We reviewed eligible studies and extracted data like country of origin, study period, demographics, systemic manifestations, and the incidence of symptoms. Two researchers, SAA and RSR, extracted the data by consensus; major disagreements were settled by the senior researcher, HM.

A case vignette at the outset will drive home the purpose of this review. A 42-year-old male was referred by his primary physician to the emergency department with a history of 8 days of testicular pain migrating into the abdomen, back, and chest. Although he had a fever 2 days back, he denied respiratory symptoms. Clinical examination revealed diffuse abdominal tenderness. Computerized tomography (CT) of the abdomen captured the lung bases. Pulmonary ground-glass opacification and consolidation consistent with pneumonia and possible colitis were noted. Two days into hospitalization, his primary physician notified his COVID-19-positive status. He had attended a biotechnology conference 2 weeks prior in a COVID-19-impacted area. Eventually, many healthcare workers (HCWs) had accidental exposure to SARS-CoV-2.2


Individuals with positive reverse transcription-polymerase chain reaction (RT-PCR) results, who never develop any signs or clinically symptoms of COVID-19, are considered as asymptomatic. Those with positive RT-PCR results, who have no signs or symptoms of COVID-19 at testing but eventually develop symptoms, are considered as presymptomatic. About 80% COVID-19 cases in China are asymptomatic.3 The possible mechanism is that the nasal epithelial cells shelter genes for innate immunity and the viral entry-associated genes. An adequate early immune response can limit viral replication and prevent its spread into the lungs. Thus, the patient would have no or mild symptoms.4 The relative transmissibility of such cases is significantly smaller than symptomatic ones.5 Evidence stating otherwise is also published.6 This needs further appraisal.

About this exercise.
Could you rewrite the COVID-19 review excerpt, starting with "We reviewed eligible" and going on through "senior researcher, HM.", with "lead investigator" in place of "senior researcher"?

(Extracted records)
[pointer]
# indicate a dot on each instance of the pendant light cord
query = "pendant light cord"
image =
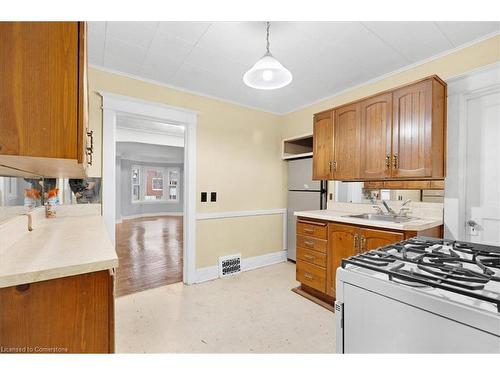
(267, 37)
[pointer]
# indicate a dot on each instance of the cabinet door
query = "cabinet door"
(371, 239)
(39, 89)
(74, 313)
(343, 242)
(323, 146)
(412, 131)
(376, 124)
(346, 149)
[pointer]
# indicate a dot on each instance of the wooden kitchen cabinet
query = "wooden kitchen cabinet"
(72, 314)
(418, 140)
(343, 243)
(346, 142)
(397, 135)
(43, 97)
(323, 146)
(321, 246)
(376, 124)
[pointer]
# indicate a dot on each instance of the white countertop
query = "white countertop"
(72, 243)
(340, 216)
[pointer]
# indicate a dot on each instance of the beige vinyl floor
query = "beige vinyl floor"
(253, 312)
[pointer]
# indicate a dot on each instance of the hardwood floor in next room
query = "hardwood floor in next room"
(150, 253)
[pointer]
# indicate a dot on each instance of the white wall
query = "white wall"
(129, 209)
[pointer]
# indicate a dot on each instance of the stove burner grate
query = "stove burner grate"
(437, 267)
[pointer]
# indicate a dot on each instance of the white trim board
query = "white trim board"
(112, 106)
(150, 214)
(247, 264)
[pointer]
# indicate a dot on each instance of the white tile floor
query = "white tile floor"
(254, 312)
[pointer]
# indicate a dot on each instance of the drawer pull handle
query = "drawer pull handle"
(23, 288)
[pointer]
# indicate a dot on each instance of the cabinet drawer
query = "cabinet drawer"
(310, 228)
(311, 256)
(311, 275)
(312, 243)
...
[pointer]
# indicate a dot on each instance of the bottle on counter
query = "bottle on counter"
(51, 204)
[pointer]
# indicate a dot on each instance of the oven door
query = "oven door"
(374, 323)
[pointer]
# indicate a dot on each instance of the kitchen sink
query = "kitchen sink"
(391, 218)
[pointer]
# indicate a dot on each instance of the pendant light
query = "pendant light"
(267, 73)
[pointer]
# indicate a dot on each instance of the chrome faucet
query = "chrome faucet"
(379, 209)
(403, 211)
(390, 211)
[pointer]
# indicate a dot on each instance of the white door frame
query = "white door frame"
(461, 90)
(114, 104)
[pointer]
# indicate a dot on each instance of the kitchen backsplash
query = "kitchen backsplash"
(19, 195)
...
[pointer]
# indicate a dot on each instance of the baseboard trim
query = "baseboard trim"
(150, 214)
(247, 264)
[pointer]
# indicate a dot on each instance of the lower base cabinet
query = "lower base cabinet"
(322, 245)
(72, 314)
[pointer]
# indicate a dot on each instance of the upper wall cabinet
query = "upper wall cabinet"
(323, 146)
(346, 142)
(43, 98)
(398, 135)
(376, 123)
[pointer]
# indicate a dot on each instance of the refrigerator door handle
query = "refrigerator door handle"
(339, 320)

Written response.
We reviewed eligible studies and extracted data like country of origin, study period, demographics, systemic manifestations, and the incidence of symptoms. Two researchers, SAA and RSR, extracted the data by consensus; major disagreements were settled by the lead investigator, HM.